### What to do:
From the passage below on AI-based evaluation, list the challenges identified with the current model responses that call for further alignment work.
***** Selected passage
Advantages of AI-based Evaluation

Using an AI model for evaluation offers several advantages:

Contextual Understanding: The AI can interpret nuances and context in the recommendations, leading to more accurate evaluations.
Scalability: The system can handle a large volume of evaluations without human intervention.
Consistency: The AI applies the same criteria uniformly across all evaluations.
Adaptability: The evaluation model can be fine-tuned to adapt to changing market conditions or evaluation requirements.
Continuous Improvement: Insights from the evaluations can be used to further refine the recommendation agent.

However it should be noted that at this point we use the same underlying model (merlinite-7b-lab) for both the recommendation agent and the evaluator. This approach has both potential advantages and limitations:

Advantages:

Consistency in language understanding and generation
Simplified deployment and maintenance
Potential for the model to leverage its own “understanding” to provide more insightful evaluations

Limitations:

Potential for shared biases between the agent and evaluator
Risk of the evaluator being “blind” to certain types of errors that the agent might make

Current Challenges and the Need for Further Alignment Work

Despite the sophisticated evaluation system, we’ve identified several challenges with the current model responses. These challenges highlight the need for further alignment efforts to improve MarketMaestro’s performance, reliability, and safety:

Specificity in Recommendations: The model occasionally lacks specificity in its stock recommendations. Further alignment work is needed to enhance the model’s ability to provide more detailed and actionable recommendations, ensuring users receive clear and precise advice.
Risk Assessment Consistency: We’ve observed inconsistent risk assessments across different queries. Improving the model’s ability to consistently and effectively communicate potential risks associated with its recommendations is crucial for responsible financial advising.
Stock Selection Bias: There’s a tendency for the model to favour well-known stocks over potentially more suitable lesser-known options. Broadening the model’s knowledge and consideration of a wider range of stocks could improve the diversity and potentially the quality of recommendations.
Market Analysis Currency: The model struggles to provide up-to-date market analysis due to its knowledge cutoff. Developing methods to keep the model current with evolving market trends and conditions, possibly through regular fine-tuning or improved integration with real-time data sources, is essential for maintaining its relevance.
**********
***** Provided records
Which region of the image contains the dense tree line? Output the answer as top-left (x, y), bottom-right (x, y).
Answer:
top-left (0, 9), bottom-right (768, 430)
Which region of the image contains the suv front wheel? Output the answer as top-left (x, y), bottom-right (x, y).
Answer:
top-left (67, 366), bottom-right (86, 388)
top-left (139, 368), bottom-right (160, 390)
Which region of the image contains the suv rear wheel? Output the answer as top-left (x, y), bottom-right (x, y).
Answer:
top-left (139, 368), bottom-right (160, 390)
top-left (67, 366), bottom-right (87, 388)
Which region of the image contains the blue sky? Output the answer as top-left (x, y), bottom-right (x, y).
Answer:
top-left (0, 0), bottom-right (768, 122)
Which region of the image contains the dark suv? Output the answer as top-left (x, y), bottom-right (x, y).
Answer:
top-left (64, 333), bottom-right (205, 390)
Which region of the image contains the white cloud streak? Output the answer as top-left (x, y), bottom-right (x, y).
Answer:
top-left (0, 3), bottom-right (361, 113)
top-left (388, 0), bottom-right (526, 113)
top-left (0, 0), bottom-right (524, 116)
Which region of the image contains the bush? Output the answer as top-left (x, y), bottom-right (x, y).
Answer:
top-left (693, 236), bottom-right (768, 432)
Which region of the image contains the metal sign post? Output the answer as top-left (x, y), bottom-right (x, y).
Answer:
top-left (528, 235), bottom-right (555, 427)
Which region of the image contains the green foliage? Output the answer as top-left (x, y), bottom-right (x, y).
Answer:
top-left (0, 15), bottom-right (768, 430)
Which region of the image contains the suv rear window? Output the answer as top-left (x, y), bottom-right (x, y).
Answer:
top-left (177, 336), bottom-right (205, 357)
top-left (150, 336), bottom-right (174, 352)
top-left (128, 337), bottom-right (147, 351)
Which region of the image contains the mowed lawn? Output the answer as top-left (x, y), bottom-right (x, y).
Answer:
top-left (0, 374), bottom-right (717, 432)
**********
### Result below:
Specificity in Recommendations, Risk Assessment Consistency, Stock Selection Bias, Market Analysis Currency